DIRECTIONS: Reproduce the data below with every occurrence of "query phrase" renamed to "search phrase", leaving all other text unchanged.
(begin)
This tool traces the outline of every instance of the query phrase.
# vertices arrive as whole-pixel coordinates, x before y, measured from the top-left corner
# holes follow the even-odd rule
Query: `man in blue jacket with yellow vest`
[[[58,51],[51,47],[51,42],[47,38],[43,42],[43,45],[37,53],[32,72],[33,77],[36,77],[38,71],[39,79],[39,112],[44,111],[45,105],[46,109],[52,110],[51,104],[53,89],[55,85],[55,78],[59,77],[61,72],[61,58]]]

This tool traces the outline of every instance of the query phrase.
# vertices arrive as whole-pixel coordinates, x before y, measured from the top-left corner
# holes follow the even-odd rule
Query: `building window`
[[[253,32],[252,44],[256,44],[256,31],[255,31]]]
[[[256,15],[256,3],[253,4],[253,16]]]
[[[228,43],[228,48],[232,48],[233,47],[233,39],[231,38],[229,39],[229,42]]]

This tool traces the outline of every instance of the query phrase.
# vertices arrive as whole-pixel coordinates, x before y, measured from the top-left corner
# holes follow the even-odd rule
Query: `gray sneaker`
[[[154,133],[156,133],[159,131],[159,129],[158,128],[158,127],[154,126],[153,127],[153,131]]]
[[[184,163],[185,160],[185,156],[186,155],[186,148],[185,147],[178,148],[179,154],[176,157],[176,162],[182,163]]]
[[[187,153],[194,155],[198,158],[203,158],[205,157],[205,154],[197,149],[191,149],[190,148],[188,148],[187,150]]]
(end)
TASK OUTPUT:
This tool traces the outline of every instance of the search phrase.
# vertices arrive as whole-pixel coordinates, x before y, measured from the top-left corner
# holes follow the even-odd rule
Query: `man in blue jacket with yellow vest`
[[[58,51],[51,47],[51,42],[47,38],[43,42],[43,45],[37,53],[32,72],[33,77],[36,77],[38,71],[39,79],[39,112],[44,111],[45,105],[46,109],[52,110],[51,104],[53,89],[55,85],[55,78],[59,77],[61,72],[61,58]]]

This tool traces the outline of every instance of the search phrase.
# vertices arrive as whole-pixel coordinates, x before y, measured from the top-left corner
# holes follow the even-odd rule
Query: `building window`
[[[253,32],[252,44],[256,44],[256,31],[255,31]]]
[[[256,15],[256,3],[253,4],[253,16]]]
[[[228,43],[228,48],[232,48],[233,47],[233,39],[231,38],[229,39],[229,42]]]

This tool traces the outline of every instance of the search phrase.
# vertices arrive as whole-pixel coordinates, x before y, measured from the top-left corner
# holes follow the even-odd rule
Query: `gray sneaker`
[[[154,133],[156,133],[159,131],[159,129],[158,128],[158,127],[154,126],[153,127],[153,131]]]
[[[184,163],[185,160],[185,156],[186,155],[186,148],[185,147],[178,148],[179,154],[176,157],[176,162],[182,163]]]
[[[187,153],[194,155],[198,158],[203,158],[205,157],[205,154],[197,149],[191,149],[190,148],[188,148],[187,150]]]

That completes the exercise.